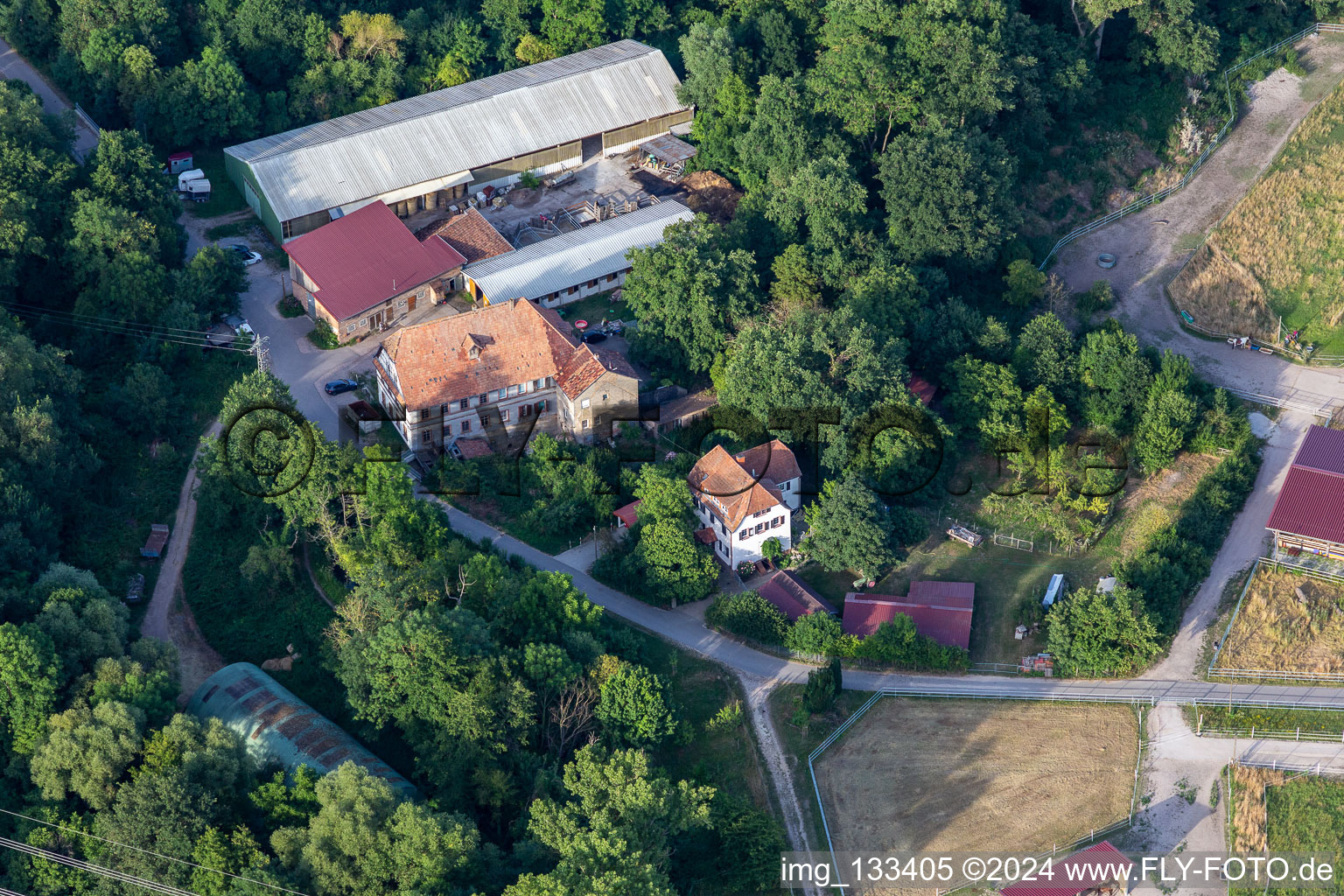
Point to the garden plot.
(977, 775)
(1286, 622)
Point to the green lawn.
(223, 196)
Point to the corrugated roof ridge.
(466, 89)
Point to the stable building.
(500, 373)
(1308, 514)
(444, 147)
(570, 266)
(366, 271)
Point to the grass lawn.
(1286, 622)
(1278, 253)
(967, 770)
(1301, 815)
(223, 196)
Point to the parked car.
(336, 387)
(248, 256)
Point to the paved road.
(15, 67)
(684, 627)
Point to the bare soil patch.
(977, 775)
(1288, 624)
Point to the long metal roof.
(574, 258)
(278, 727)
(423, 138)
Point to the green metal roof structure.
(277, 727)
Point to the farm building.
(366, 271)
(941, 610)
(277, 727)
(792, 597)
(1308, 516)
(570, 266)
(444, 147)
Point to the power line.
(147, 852)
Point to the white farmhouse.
(745, 499)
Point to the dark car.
(336, 387)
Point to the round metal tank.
(277, 727)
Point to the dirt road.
(168, 617)
(1151, 245)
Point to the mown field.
(1281, 248)
(964, 775)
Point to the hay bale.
(1222, 294)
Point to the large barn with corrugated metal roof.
(426, 150)
(1308, 514)
(278, 728)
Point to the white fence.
(1231, 118)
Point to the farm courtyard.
(977, 775)
(1286, 622)
(1280, 251)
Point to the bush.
(822, 687)
(816, 633)
(323, 336)
(747, 615)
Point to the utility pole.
(261, 349)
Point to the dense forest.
(902, 168)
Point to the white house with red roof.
(366, 270)
(501, 373)
(1308, 514)
(746, 499)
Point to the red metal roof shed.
(792, 597)
(1312, 500)
(1085, 870)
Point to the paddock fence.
(1144, 202)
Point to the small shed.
(626, 516)
(1055, 590)
(666, 155)
(156, 542)
(179, 161)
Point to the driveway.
(15, 67)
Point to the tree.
(848, 529)
(822, 687)
(1025, 284)
(29, 675)
(634, 707)
(1045, 355)
(365, 841)
(1090, 633)
(947, 193)
(1115, 378)
(689, 294)
(87, 751)
(613, 798)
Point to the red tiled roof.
(516, 341)
(947, 620)
(628, 514)
(792, 595)
(368, 256)
(1078, 873)
(472, 236)
(1312, 497)
(730, 491)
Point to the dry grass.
(1283, 245)
(1222, 294)
(1277, 630)
(1249, 817)
(977, 775)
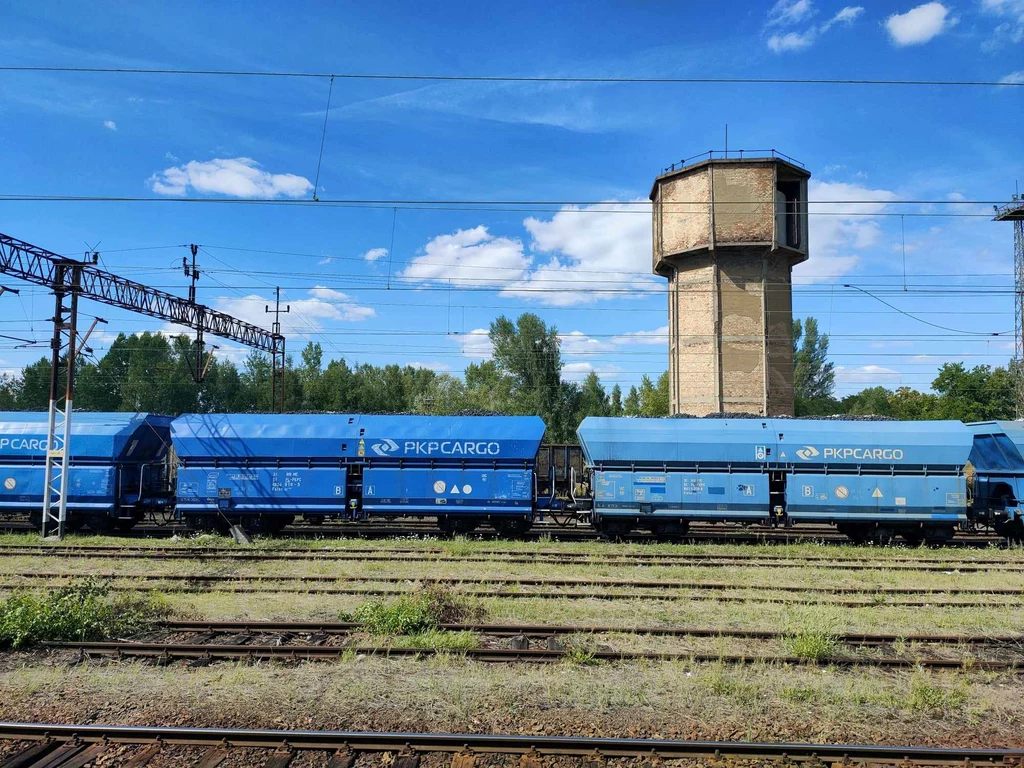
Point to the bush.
(425, 609)
(80, 611)
(812, 645)
(440, 640)
(928, 696)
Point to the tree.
(529, 353)
(909, 404)
(976, 394)
(593, 400)
(8, 392)
(34, 392)
(615, 407)
(813, 375)
(870, 401)
(632, 404)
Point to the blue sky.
(584, 267)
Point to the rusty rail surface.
(282, 745)
(556, 558)
(198, 580)
(216, 651)
(546, 631)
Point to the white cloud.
(431, 366)
(853, 378)
(469, 257)
(840, 229)
(596, 253)
(847, 14)
(238, 177)
(577, 343)
(1011, 27)
(919, 25)
(785, 12)
(792, 41)
(476, 344)
(305, 315)
(658, 337)
(578, 372)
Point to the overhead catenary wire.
(320, 161)
(626, 80)
(541, 206)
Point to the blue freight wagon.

Task description:
Find the line that contains "Point to the overhead catenary wire.". Restate it and all lines after it exactly, ending with the final line of the data.

Task result:
Point to the overhead catenary wire.
(320, 161)
(626, 80)
(541, 206)
Point to the blue freight wagon.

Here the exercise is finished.